## Dataset items
- - -
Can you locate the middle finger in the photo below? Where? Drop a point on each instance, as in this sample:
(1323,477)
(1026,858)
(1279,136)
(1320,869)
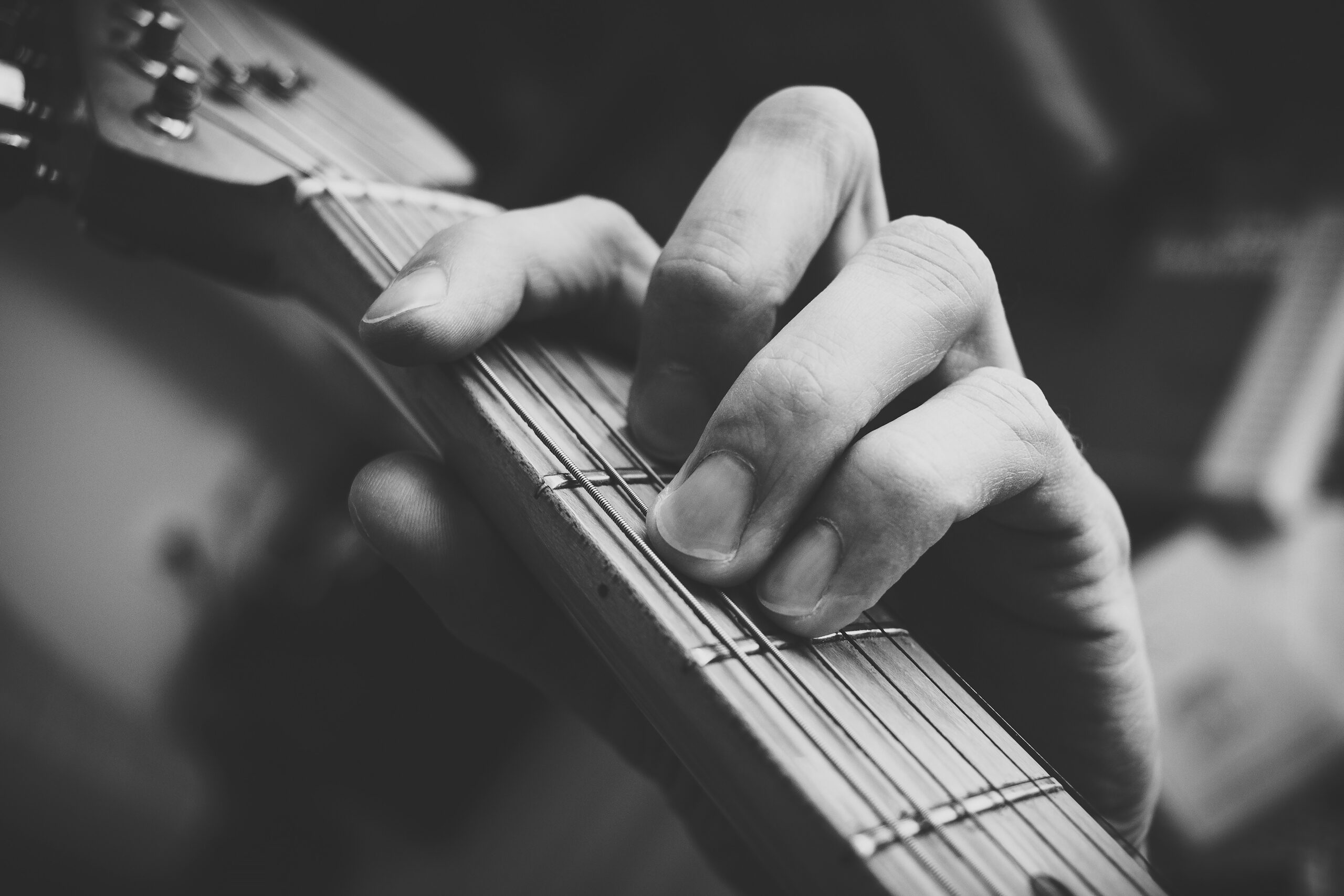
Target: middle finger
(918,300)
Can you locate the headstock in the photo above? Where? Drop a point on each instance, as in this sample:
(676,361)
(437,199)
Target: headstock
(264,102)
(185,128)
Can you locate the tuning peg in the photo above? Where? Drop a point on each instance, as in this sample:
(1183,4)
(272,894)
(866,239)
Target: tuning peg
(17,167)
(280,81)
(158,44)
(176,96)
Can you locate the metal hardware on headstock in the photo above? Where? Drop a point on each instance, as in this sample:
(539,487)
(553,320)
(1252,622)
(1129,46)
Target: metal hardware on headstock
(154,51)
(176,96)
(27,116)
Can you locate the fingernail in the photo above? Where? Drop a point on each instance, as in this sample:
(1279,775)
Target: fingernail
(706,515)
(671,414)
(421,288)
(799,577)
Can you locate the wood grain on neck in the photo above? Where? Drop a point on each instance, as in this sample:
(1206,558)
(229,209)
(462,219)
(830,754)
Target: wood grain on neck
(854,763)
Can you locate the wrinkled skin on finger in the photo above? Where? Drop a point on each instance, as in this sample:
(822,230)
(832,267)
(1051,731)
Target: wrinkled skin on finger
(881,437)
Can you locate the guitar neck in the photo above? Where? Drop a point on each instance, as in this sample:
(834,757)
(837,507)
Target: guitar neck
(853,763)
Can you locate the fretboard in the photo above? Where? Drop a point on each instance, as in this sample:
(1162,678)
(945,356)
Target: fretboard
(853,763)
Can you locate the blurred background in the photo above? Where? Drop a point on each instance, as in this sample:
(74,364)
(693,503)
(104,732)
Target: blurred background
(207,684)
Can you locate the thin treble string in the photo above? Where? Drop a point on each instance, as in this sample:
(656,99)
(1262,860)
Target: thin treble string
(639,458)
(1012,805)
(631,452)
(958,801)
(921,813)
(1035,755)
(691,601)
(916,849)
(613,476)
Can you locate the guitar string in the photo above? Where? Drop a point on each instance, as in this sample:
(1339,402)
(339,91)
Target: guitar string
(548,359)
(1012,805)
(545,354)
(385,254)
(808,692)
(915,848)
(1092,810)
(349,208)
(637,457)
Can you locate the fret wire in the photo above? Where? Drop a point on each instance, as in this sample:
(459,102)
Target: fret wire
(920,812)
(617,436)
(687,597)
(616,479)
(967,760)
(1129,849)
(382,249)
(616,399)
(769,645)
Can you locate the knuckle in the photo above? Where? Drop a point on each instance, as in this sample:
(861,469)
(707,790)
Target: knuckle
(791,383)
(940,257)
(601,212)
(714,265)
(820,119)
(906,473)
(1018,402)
- - -
## Given problem
Apart from the pictures, the entries above are to be repeated in full and exactly.

## Solution for this problem
Can you locate the middle finger in the photo below? Where? Drop a point on each instance, as in this sample:
(1323,477)
(1026,858)
(1279,136)
(1320,869)
Target: middle finger
(918,300)
Can you locate the headstock in the photo above? Where? Drop a point on each instance, as in this sample:
(676,361)
(437,199)
Target: headstock
(264,102)
(185,128)
Can you locate the tuning peg in the photo above? Where? Drop a point on each instance, as in this sample:
(1183,4)
(272,894)
(866,239)
Target: tuning peg
(17,167)
(280,81)
(158,44)
(176,96)
Can you locate the metal hardware on headstock in the photo above? Where? Drop a point on each instance, as in this sample:
(539,487)
(553,320)
(1252,622)
(1129,46)
Target: metal hardware on headstock
(154,51)
(176,96)
(27,116)
Can you locate the fingernail in the photo above? Where? Drop a point on each instance, as in this sample:
(1279,775)
Target: fingernail
(706,515)
(671,414)
(421,288)
(799,577)
Can you locate the wood grain on neck in the photo above? Where? Drop a point on each instance, as in this sample:
(1206,558)
(229,209)
(462,219)
(830,754)
Target: wood grain on neck
(854,763)
Can you locate the wrinkled skin on finger in the photo above? Where? Drop a point on each instance, as in this sample:
(822,230)
(832,267)
(1051,731)
Target: wrinkled skin on finger
(881,437)
Can you locate the guitar neck in the photo above? Where? Drop a point on each instance, as in this sample:
(834,757)
(837,507)
Target: guitar neck
(853,763)
Can you locate the fretboard in the photo above? Where? Drop a point on each instance, as in this sample:
(1162,678)
(945,356)
Target: fretboard
(853,763)
Can you locate the blurred background in the photo above? Where? Drop a point on each instance, as in this sample:
(74,364)
(693,503)
(104,732)
Target: blurred background
(207,684)
Can you locate the thin treble string in the photo above? Where? Drop a point on each instance, as in this sample:
(656,99)
(1262,860)
Target: thin treble string
(639,458)
(1012,805)
(631,452)
(958,801)
(921,813)
(1035,755)
(691,601)
(916,849)
(613,476)
Can you locate the guitar string in the photo above? Where? Drop a point on each instance, as in this sample:
(1339,402)
(339,91)
Target: guitar string
(548,359)
(1012,805)
(545,354)
(385,254)
(808,692)
(915,848)
(1092,810)
(349,208)
(637,457)
Can you locate the fret wire in the photo above? Where? Drop a point on each instance, as in this sample:
(459,102)
Target: fret wire
(920,812)
(617,436)
(687,597)
(616,479)
(967,760)
(1129,849)
(382,249)
(616,399)
(769,645)
Can you locate the knuckle in the photo above? Where? Drop a point on each instance, as in this sample:
(861,469)
(707,790)
Target: knuckle
(791,383)
(940,257)
(601,212)
(714,265)
(820,119)
(906,473)
(1018,402)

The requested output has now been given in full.